___ Supplied material
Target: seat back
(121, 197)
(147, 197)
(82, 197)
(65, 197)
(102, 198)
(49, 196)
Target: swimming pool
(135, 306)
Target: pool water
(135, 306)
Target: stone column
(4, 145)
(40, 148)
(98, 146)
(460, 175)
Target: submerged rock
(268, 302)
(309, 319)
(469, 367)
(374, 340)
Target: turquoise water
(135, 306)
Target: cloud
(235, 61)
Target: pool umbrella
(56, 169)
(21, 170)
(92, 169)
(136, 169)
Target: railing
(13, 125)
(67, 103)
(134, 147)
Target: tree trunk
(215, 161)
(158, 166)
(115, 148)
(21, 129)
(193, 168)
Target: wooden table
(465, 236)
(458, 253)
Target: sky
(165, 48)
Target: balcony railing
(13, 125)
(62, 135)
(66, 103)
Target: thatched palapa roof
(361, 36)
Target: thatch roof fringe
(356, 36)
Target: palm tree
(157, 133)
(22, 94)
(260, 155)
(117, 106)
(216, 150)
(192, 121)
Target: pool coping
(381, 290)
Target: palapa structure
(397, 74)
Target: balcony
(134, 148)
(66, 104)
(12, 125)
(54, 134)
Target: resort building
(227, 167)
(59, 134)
______
The problem → In this exercise, reproduce each line above exactly.

Solution below →
Target: seat back
(121, 197)
(147, 197)
(82, 197)
(65, 197)
(102, 198)
(49, 196)
Target: swimming pool
(135, 306)
Target: pool water
(135, 306)
Target: stone column
(4, 145)
(40, 148)
(98, 146)
(460, 175)
Target: submerged rock
(268, 302)
(309, 319)
(469, 367)
(374, 340)
Target: turquoise water
(135, 306)
Target: cloud
(235, 61)
Target: pool umbrella
(56, 169)
(21, 170)
(92, 169)
(136, 169)
Target: railing
(13, 125)
(67, 103)
(134, 147)
Target: tree trunk
(215, 161)
(158, 166)
(115, 148)
(21, 129)
(193, 168)
Target: wooden table
(465, 236)
(458, 253)
Target: sky
(165, 48)
Target: balcony railing
(13, 125)
(62, 135)
(66, 103)
Target: thatched palapa roof
(361, 36)
Target: thatch roof fringe
(356, 36)
Target: palm tree
(157, 133)
(22, 94)
(260, 155)
(117, 106)
(216, 150)
(192, 121)
Target: pool coping
(381, 290)
Target: palapa structure
(397, 74)
Target: balcony
(134, 148)
(66, 104)
(12, 125)
(54, 134)
Target: resort building
(227, 167)
(59, 134)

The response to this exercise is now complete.